Teks Bacaan:
◆ ◆ ◆ ◆ ◆
Berangkat dari latar belakang tersebut, pada kesempatan kali ini penulis akan mencoba mengulik tentang KDRT secara komperehensif. Dimulai dari definisi dan bentuk KDRT, fakta dan mitos tentang KDRT, sampai yang paling urgent, alasan terkait KDRT yang seringkali sulit terungkap.

Berbicara terkait definisi KDRT, hal itu sudah diatur dalam UU No. 23 Tahun 2004 Tentang Penghapusan Kekerasan Dalam Rumah Tangga. UU ini merupakan jawaban sekaligus diaharapkan bisa menjadi solusi dalam menurunkan angka KDRT.

Pada Pasal 1 disebutkan bahwa “Kekerasan dalam Rumah Tangga adalah setiap perbuatan terhadap seseorang terutama perempuan, yang berakibat timbulnya kesengsaraan atau penderitaan secara fisik, seksual, psikologis, dan/atau penelantaran rumah tangga termasuk ancaman untuk melakukan perbuatan, pemaksaan, atau perampasan kemerdekaan secara melawan hukum dalam lingkup rumah tangga.” 

Dari pasal tersebut diketahui bahwa KDRT merupakan bentuk penganiayaan secara fisik, psikis, ataupun seksual untuk mengontrol atau “merampas” hak pasangan dalam kehidupan rumah tangga. KDRT sendiri diyakini sebagai bentuk pelanggaran terhadap HAM, kejahatan terhadap manusia serta bentuk diskriminasi terhadap perempuan. Karena itulah penting untuk menjamin perlindungan secara legal pada korban, salah satu caranya adalah dengan membuat dan mengesahkan UU penghapusan KDRT, yang sudah dilakukan oleh pemerintah kita 20 tahun yang lalu.

Kemunculan UU ini—selain yang sudah disebutkan diatas, adalah upaya preventif dan represif dalam mencegah KDRT, melindungi korban sekaligus menindak pelaku KDRT, dan terakhir menjaga keharmonisan dan keutuhan dalam rumah tangga.
◆ ◆ ◆ ◆ ◆
Data Ditampilkan:
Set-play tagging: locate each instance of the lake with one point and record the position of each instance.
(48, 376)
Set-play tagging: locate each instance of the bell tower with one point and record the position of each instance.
◆ ◆ ◆ ◆ ◆
Soal Latihan 1:
Tuliskan persis bagian teks tentang KDRT yang dimulai pada kata-kata "Berangkat dari latar" dan berhenti setelah kata-kata "seringkali sulit terungkap.".
Soal Latihan 2:
Susun ulang paragraf dalam teks tentang KDRT yang diawali "Dari pasal tersebut diketahui" menjadi daftar poin singkat tanpa menghilangkan fakta utamanya.
Soal Latihan 3:
Lanjutkan teks tentang KDRT mulai dari kalimat terakhir yang tercantum.

Jawaban 1:
Berangkat dari latar belakang tersebut, pada kesempatan kali ini penulis akan mencoba mengulik tentang KDRT secara komperehensif. Dimulai dari definisi dan bentuk KDRT, fakta dan mitos tentang KDRT, sampai yang paling urgent, alasan terkait KDRT yang seringkali sulit terungkap.

Jawaban 2:
- KDRT adalah penganiayaan fisik, psikis, atau seksual untuk mengontrol atau "merampas" hak pasangan dalam kehidupan rumah tangga.
- KDRT diyakini sebagai pelanggaran HAM, kejahatan terhadap manusia, dan diskriminasi terhadap perempuan.
- Karena itu, perlindungan legal bagi korban penting dijamin.
- Salah satu caranya adalah membuat dan mengesahkan UU penghapusan KDRT, yang telah dilakukan pemerintah 20 tahun lalu.

Jawaban 3:
Lalu jika berbicara terkait bentuk-bentuk KDRT, itu juga sudah disebutkan dalam Pasal 5 UU terkait. Bahwa ada 4 bentuk KDRT, yaitu: a. kekerasan fisik; b. kekerasan psikis; c. kekerasan seksual; atau d. penelantaran rumah tangga.

Pertama, kekerasan fisik. Ini merupakan perbuatan yang mengakibatkan rasa sakit, jatuh sakit serta luka berat, contohnya seperti memukul, menendang, mencubit, mencekik, atau melukai dengan benda tajam.

Kedua, kekerasan psikis atau psikologis. Ini merupakan perbuatan yang mengakibatkan ketakutan, hilangnya rasa percaya diri, hilangnya kemampuan untuk bertindak, rasa tidak berdaya, dan/atau penderitaan psikis berat pada seseorang. Contoh dari perbuatan ini penghinaan, ancaman, manipulasi, pengucilan, atau pengendalian secara emosional.

Ketiga, kekerasan seksual. Ini merupakan perbuatan dimana seseorang memaksa untuk melakukan hubungan seksual dengan tujuan yang beragam, contohnya memaksa pasangan untuk melakukan hubungan seksual yang tidak dinginkan atau bahkan dengan cara yang merendahkan.

Keempat, penelantaran rumah tangga. Merupakan bentuk pengabaian terhadap kewajiban untuk memenuhi kebutuhan fisik dan emosional anggota keluarga yang sebenarnya sudah diatur dalam hukum. Contohnya pengabaian anak dan pasangan.

Setelah mengetahui definisi, bentuk-bentuk KDRT. Pertanyaan yang mungkin muncul di benak kita adalah “padahal sudah diatur secara hukum, tapi mengapa KDRT masih terjadi?”

Sebenarnya jika kita coba runut keatas terkait penyebab terjadinya KDRT, maka kita akan menemukan bahwa penyebab terjadinya adalah karena masalah individu salah satu pasangan (paling sering laki-laki). Masalah ini bisa terjadi karena faktor internal, seperti gangguan mental, stress, frustasi dan kebiasaan buruk. Sampai pada intervensi secara eksternal yang melibatkan pengaruh orang-orang sekitar dalam membentuk “penyimpangan” pada diri calon pelaku. Artinya KDRT terjadi karena kelainan emosional serta persoalan struktur sosial yang kemudian mempengaruhi karateristik calon pelaku.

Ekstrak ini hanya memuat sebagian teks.